SHORT PROBLEM: Return every one of the following lines verbatim, with no alterations.

# Start of INPUT MATERIAL

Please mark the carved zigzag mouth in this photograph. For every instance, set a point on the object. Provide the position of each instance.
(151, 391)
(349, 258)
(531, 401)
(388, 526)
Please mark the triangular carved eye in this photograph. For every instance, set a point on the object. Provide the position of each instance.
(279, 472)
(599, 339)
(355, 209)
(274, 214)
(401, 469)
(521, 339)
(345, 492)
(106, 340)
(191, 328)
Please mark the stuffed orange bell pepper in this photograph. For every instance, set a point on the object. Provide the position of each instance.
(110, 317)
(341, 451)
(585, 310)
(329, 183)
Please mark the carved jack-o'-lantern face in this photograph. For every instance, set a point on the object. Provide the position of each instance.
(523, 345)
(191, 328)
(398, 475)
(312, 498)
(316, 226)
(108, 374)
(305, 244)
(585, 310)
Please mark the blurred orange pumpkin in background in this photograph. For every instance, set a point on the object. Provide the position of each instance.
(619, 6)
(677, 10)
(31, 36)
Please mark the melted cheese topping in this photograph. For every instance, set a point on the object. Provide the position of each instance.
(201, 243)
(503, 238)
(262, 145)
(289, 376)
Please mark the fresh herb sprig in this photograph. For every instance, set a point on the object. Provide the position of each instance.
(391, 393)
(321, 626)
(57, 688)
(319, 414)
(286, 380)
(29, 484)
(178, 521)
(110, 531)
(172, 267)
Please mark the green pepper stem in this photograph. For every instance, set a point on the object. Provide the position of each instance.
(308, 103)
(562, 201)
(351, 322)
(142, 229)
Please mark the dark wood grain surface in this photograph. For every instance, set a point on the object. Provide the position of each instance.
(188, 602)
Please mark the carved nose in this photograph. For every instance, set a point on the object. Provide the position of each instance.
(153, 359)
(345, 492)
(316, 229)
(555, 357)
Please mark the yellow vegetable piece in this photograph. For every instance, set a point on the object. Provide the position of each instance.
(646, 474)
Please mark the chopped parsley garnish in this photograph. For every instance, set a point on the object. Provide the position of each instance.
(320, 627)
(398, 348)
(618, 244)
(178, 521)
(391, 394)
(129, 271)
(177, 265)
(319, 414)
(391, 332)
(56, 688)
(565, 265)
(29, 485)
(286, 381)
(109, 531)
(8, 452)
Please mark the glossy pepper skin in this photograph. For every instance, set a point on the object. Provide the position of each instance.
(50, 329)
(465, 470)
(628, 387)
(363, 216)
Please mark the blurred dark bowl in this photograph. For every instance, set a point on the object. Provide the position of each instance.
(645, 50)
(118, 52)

# End of INPUT MATERIAL

EXERCISE ANSWER:
Please mark the carved zigzag mouth in this photograph. For every instance, set a point on the object. Provide the position of each instance.
(151, 391)
(349, 258)
(531, 401)
(388, 526)
Please mark the triangular carved eye in this photograph. For every instance, set a point on the object. Provide the position of each instance.
(279, 472)
(599, 339)
(355, 209)
(274, 214)
(401, 469)
(521, 339)
(345, 492)
(106, 340)
(191, 328)
Please mark the stuffed orange bell pepper in this photograph. For every instance, set a point on the object. Provide the position of each instance.
(110, 317)
(341, 451)
(585, 310)
(329, 183)
Please mark the carved jack-o'-lantern face in this photograph. For every instance, set a point on the object. Provide the position of each instance.
(523, 345)
(191, 328)
(398, 475)
(312, 498)
(316, 226)
(108, 374)
(305, 244)
(585, 310)
Please mark the blurred orange pumpkin in background in this photograph. For every instance, set a point on the object. Provide the position of each instance.
(619, 6)
(677, 10)
(31, 36)
Please mark the melted cheese topping in this photograph. For every instance, set a point on the object. Provide the position of each instance.
(201, 243)
(503, 238)
(262, 145)
(289, 376)
Please mark the fresh herb sprig in this photograph. For every instance, set a point on the object. Provide the position of each instance.
(391, 393)
(321, 626)
(57, 688)
(319, 414)
(286, 380)
(29, 484)
(178, 521)
(110, 531)
(172, 267)
Please mark the green pepper stem in this photograph. For every instance, set a point on the object. Provide the position of each instance.
(308, 103)
(562, 201)
(351, 322)
(142, 229)
Please mark the dark wood grain surface in this photograph. For every instance, set a point on the object. Provide the position of each instance.
(188, 602)
Please mark the carved nose in this photograph. For every instance, set a point on the object. Provide the position of each instance.
(153, 359)
(345, 492)
(316, 229)
(555, 357)
Please mark the yellow vegetable piece in this photograph. For every instance, set a point on the object. Provide the position of each instance.
(646, 474)
Please mark the chopped parsley garnish in this photograph. For every instance, set a point on the object. Provide the position of each instance.
(320, 627)
(398, 348)
(618, 244)
(178, 521)
(391, 394)
(129, 271)
(177, 265)
(319, 414)
(391, 332)
(56, 688)
(565, 265)
(29, 485)
(286, 381)
(109, 531)
(8, 452)
Please mark the glossy pepper skin in this photograph. For every instance, set a point on the object. Provide the position of each instance.
(50, 329)
(465, 470)
(628, 387)
(363, 216)
Please mark the blurred dark bowl in this photograph. For every instance, set a point on the object. Provide the position of each instance.
(645, 50)
(118, 52)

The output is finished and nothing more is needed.